### Exercise brief
Count the lines in the entries below that contain the string "wooden", matching case exactly, and give only the resulting number.

— begin Task data —

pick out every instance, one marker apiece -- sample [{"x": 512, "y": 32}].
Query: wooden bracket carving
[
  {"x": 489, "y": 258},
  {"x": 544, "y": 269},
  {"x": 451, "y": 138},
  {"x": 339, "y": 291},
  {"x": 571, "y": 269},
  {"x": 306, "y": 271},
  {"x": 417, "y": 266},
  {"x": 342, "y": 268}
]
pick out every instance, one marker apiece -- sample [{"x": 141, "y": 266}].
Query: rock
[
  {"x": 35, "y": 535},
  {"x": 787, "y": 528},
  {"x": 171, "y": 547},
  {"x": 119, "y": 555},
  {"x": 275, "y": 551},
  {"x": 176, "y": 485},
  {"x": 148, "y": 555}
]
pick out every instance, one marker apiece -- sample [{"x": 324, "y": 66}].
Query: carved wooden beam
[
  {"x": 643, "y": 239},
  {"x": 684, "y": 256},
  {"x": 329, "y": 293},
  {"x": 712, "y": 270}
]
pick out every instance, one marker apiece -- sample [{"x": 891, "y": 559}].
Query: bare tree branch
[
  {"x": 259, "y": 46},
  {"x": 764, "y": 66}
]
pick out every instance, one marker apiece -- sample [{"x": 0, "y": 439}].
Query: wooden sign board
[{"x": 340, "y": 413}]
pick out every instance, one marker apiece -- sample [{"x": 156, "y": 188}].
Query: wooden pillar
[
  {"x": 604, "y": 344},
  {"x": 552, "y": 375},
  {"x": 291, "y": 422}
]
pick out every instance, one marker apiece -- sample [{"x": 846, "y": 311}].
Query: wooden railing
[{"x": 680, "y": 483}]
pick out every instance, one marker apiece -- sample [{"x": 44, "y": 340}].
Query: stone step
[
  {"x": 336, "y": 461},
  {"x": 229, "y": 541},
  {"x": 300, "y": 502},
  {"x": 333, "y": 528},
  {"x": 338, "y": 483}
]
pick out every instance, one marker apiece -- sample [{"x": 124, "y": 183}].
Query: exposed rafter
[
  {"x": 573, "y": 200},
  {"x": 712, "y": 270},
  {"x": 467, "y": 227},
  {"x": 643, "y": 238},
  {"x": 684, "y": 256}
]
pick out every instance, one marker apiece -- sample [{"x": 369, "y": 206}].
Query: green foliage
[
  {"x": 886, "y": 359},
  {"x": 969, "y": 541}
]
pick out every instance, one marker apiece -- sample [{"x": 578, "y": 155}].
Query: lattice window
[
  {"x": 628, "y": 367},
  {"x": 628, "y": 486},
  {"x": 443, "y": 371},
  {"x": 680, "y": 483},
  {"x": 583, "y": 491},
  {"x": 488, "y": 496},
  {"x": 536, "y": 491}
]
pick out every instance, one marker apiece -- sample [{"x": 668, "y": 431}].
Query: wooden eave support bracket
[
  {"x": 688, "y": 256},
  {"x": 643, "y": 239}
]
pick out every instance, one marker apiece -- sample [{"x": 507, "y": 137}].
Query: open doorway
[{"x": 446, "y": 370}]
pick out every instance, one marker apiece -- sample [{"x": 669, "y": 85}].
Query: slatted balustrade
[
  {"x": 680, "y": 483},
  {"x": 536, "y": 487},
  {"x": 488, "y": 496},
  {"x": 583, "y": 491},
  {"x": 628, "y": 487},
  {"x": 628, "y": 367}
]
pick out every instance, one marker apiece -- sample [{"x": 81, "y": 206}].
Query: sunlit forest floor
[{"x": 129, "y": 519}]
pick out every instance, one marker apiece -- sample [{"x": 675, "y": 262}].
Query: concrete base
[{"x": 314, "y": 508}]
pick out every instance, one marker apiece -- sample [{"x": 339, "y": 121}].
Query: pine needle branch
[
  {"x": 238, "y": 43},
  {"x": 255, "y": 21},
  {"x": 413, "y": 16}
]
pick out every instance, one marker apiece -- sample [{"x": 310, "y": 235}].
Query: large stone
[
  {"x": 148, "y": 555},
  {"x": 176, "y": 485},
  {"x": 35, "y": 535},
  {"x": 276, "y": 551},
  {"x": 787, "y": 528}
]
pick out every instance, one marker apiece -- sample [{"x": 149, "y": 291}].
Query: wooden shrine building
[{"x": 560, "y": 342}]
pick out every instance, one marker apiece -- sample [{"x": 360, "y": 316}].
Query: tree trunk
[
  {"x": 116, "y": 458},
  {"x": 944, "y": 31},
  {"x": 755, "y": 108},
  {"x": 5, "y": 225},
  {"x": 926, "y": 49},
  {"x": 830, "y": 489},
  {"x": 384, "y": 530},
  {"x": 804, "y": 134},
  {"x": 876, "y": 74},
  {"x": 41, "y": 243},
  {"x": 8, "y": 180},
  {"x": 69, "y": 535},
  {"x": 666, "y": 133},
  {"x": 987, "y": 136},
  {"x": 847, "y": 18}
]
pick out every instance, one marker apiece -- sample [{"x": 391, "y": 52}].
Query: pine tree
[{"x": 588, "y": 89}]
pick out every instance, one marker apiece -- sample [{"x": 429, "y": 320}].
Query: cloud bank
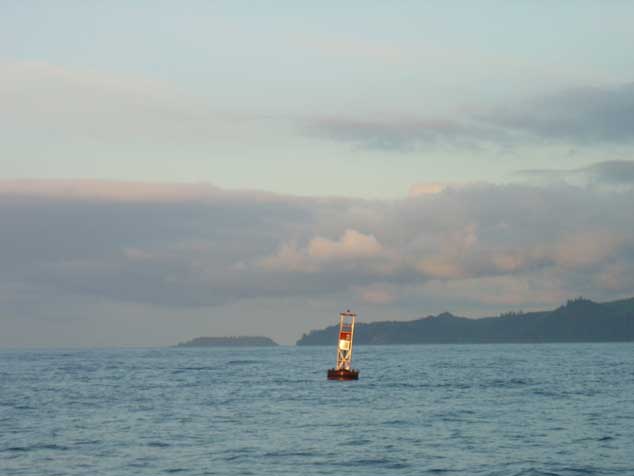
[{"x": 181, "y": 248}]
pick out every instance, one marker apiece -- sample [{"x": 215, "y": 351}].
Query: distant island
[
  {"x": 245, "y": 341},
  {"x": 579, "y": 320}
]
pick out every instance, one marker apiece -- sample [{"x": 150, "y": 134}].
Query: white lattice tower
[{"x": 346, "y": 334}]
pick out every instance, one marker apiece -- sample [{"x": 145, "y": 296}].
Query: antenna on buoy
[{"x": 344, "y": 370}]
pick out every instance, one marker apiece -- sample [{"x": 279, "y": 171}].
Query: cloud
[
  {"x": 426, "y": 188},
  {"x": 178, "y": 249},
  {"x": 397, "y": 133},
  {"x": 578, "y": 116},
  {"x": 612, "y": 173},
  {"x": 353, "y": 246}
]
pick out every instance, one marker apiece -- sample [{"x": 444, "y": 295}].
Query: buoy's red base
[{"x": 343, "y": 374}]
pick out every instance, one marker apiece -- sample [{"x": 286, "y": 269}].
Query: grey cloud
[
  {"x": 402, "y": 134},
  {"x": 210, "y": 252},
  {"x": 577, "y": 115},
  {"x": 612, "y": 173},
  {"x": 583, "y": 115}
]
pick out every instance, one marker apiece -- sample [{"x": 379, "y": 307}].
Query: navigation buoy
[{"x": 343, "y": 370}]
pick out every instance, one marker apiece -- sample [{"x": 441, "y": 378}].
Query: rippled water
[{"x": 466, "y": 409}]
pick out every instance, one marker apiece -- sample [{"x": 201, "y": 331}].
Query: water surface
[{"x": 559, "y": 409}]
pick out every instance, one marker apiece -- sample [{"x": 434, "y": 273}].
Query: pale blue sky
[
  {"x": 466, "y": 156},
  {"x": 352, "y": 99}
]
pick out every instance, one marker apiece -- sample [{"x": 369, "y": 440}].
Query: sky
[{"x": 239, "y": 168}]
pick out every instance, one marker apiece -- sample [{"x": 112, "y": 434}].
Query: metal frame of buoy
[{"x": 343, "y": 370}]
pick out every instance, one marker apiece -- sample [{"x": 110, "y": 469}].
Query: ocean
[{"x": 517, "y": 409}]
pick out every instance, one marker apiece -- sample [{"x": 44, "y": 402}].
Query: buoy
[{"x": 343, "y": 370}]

— end Task data —

### Result for this task
7